EXCERPTED DATA:
-- Begin --
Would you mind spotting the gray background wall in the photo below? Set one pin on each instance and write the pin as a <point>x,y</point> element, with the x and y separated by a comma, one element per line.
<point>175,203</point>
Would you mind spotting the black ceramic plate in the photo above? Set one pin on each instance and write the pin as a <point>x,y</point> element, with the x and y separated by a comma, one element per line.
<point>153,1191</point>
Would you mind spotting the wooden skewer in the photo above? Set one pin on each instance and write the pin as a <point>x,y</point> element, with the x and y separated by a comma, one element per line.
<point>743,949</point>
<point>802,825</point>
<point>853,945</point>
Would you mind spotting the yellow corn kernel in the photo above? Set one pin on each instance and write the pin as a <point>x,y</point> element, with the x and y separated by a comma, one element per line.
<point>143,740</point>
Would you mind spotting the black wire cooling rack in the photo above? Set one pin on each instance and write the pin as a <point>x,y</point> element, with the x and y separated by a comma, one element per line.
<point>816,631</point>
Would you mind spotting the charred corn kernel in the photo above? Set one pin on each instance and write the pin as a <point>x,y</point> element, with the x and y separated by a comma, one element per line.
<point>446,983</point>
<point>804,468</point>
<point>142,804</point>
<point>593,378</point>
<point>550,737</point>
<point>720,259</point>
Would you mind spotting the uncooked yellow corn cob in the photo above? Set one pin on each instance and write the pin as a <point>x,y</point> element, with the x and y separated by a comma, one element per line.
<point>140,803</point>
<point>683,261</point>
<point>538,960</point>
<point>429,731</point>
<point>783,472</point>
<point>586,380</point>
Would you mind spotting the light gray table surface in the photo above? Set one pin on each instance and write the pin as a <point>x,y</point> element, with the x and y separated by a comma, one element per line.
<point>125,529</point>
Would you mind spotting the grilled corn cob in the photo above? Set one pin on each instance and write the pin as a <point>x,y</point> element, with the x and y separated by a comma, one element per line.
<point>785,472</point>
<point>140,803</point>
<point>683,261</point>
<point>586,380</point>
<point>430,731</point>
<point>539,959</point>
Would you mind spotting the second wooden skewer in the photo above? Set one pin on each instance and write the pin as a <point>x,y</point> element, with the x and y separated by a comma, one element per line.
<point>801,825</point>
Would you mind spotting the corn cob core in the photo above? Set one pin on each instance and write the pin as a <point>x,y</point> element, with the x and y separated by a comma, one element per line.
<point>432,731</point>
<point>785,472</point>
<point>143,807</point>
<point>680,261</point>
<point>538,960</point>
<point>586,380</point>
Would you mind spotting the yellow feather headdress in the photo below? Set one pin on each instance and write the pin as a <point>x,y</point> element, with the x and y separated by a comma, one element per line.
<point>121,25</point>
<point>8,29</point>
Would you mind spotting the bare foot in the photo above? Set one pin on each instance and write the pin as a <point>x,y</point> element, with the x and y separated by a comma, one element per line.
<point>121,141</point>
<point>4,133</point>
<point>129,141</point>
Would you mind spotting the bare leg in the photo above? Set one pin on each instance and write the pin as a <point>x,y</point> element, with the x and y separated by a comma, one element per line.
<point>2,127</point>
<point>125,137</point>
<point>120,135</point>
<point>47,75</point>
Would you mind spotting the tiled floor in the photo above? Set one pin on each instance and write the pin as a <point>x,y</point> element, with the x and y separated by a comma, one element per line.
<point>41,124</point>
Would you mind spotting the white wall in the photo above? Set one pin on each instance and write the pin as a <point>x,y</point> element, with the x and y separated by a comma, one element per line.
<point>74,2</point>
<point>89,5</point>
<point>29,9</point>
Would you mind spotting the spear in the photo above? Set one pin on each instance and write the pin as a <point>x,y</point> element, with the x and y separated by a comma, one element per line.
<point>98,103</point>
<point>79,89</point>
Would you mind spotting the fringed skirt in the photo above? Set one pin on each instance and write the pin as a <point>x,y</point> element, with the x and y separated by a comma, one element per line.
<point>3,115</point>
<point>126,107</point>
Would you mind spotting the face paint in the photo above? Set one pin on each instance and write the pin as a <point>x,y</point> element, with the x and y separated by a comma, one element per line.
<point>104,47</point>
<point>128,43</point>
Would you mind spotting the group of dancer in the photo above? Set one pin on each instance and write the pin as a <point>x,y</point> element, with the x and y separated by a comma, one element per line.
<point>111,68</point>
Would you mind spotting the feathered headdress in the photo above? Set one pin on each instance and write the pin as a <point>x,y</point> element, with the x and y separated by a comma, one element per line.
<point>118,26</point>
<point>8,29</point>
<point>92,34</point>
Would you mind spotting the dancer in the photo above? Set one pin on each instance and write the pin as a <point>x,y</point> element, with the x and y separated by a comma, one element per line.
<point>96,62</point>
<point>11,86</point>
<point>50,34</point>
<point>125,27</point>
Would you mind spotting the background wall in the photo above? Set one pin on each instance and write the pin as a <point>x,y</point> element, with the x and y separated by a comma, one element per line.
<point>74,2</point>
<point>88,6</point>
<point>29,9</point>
-- End --
Rewrite all of the data above as a numbered list, one line per number, leaving out any blank lines.

1. Would you mind spotting the gray background wall in the photo below? Set one pin on each instance and write the pin as a <point>x,y</point> element, with the x and y separated by a comma, one element per line.
2. <point>175,203</point>
3. Would you mind spotting the black ceramic plate in the photo above? Set one pin on each instance and write the pin as a <point>x,y</point> element, with the x and y separated by a comma, one element per line.
4. <point>153,1191</point>
5. Would you mind spotting the wooden skewer in the photo above? Set one pin on each instance and write the pin as a <point>x,y</point> element, with the x and y separated by a comma, one element per line.
6. <point>743,949</point>
7. <point>802,825</point>
8. <point>853,945</point>
9. Would you mind spotting the yellow corn kernel in the photo above? Set one pin on each instance and write the pin as a <point>x,y</point> element, with the x and y separated by a comma, one element per line.
10. <point>143,740</point>
11. Would you mind spotting the black wire cooling rack in the photo above? Set one pin on each instance and write the pin as a <point>x,y</point> element, with the x and y separated by a comma, one element per line.
12. <point>816,631</point>
13. Would you mind spotting the charred corn kernel in the photo above? Set one pin on each instance and write the pin as a <point>x,y</point> element, with the x and y separated by a comma, one element per line.
14. <point>446,983</point>
15. <point>804,468</point>
16. <point>142,804</point>
17. <point>593,378</point>
18. <point>550,737</point>
19. <point>720,259</point>
20. Would you mind spotting the uncooked yellow corn cob in the photo above? Set one pin on each instance and write the pin as a <point>x,y</point> element, with the x and y separated by a comma, one element per line.
21. <point>140,803</point>
22. <point>683,261</point>
23. <point>538,960</point>
24. <point>429,731</point>
25. <point>783,472</point>
26. <point>586,380</point>
27. Would you mind spotting the light gray table surface in the photo above? Set one pin on each instance and write the pin as a <point>x,y</point> element, with the x and y separated by a comma, one element per line.
28. <point>125,529</point>
29. Would you mind spotting the grilled corn cob in the photo above? Set one pin on each instance and write the pin as a <point>x,y</point> element, with the x and y separated by a comma, one element per line.
30. <point>785,472</point>
31. <point>140,803</point>
32. <point>683,261</point>
33. <point>586,380</point>
34. <point>430,731</point>
35. <point>539,959</point>
36. Would you mind spotting the second wooden skewer in the photo above? Set one pin on each instance and write the pin as a <point>x,y</point> element, with the x and y separated by a comma, one element per line.
37. <point>801,825</point>
38. Would you mind spotting the corn cob core in the photo above? Set one pin on each instance and write the pin as a <point>x,y</point> element, with the x and y separated by a comma, one element per line.
39. <point>432,731</point>
40. <point>785,472</point>
41. <point>143,807</point>
42. <point>680,261</point>
43. <point>538,960</point>
44. <point>586,380</point>
45. Would you mind spotting the yellow feather headdress in the photo below? Set one pin on each instance and write the pin as a <point>x,y</point> element, with the x and y separated by a comma, one element per line.
46. <point>121,25</point>
47. <point>8,29</point>
48. Would you mind spotting the bare foot in the photo above? Set one pin on each instance and write the pin as a <point>x,y</point> element, with the x and y separated by a comma, one element per line.
49. <point>121,141</point>
50. <point>4,133</point>
51. <point>129,141</point>
52. Would you mind spotting the bare leg in the photo above? Set one pin on each instance and write the pin as a <point>x,y</point> element, with the x and y separated by a comma, one element per line.
53. <point>2,127</point>
54. <point>125,137</point>
55. <point>120,135</point>
56. <point>47,75</point>
57. Would you mind spotting the tiled floor in the photo above? Set one pin on each instance and write the pin as a <point>x,y</point> element, with the x and y separated by a comma, one element per line.
58. <point>41,124</point>
59. Would you mind spotting the white wall in the photo above? Set one pin on each instance and write the pin as a <point>x,y</point> element, with the x and y separated by a comma, one element per line.
60. <point>74,2</point>
61. <point>89,5</point>
62. <point>29,9</point>
63. Would you mind spotting the spear in the photo above? Set one pin on each instance and write the pin as a <point>x,y</point> element, with the x and y separated by a comma, one element per line.
64. <point>98,103</point>
65. <point>79,89</point>
66. Would you mind spotting the fringed skirt in the photo above? Set one pin on each instance and write the pin as a <point>x,y</point> element, with the x and y separated by a comma, one element per line.
67. <point>3,115</point>
68. <point>126,107</point>
69. Would you mind spotting the face paint in the photo above? Set one pin on each instance and write the pin as a <point>x,y</point> element, with the x and y separated by a comma, one element per line.
70. <point>104,47</point>
71. <point>128,43</point>
72. Would you mind spotting the group of dancer in the photo above? Set one pin on each instance and write the pin as a <point>x,y</point> element, with the x and y separated by a comma, one element per line.
73. <point>111,68</point>
74. Would you mind spotting the feathered headdress in the photo above? Set one pin on each instance and write the pin as a <point>x,y</point> element, with the x and y separated by a comma, one element per line.
75. <point>118,26</point>
76. <point>8,29</point>
77. <point>92,34</point>
78. Would you mind spotting the dancer in the photo above? Set one pin on each instance and write the pin as a <point>x,y</point> element, with the x and y separated by a comma, one element per line.
79. <point>96,62</point>
80. <point>11,86</point>
81. <point>50,34</point>
82. <point>125,27</point>
83. Would you mind spotting the background wall in the photo above? Set one pin on each instance and write the pin as a <point>x,y</point> element, with the x and y separated by a comma, one element per line.
84. <point>74,2</point>
85. <point>88,6</point>
86. <point>29,9</point>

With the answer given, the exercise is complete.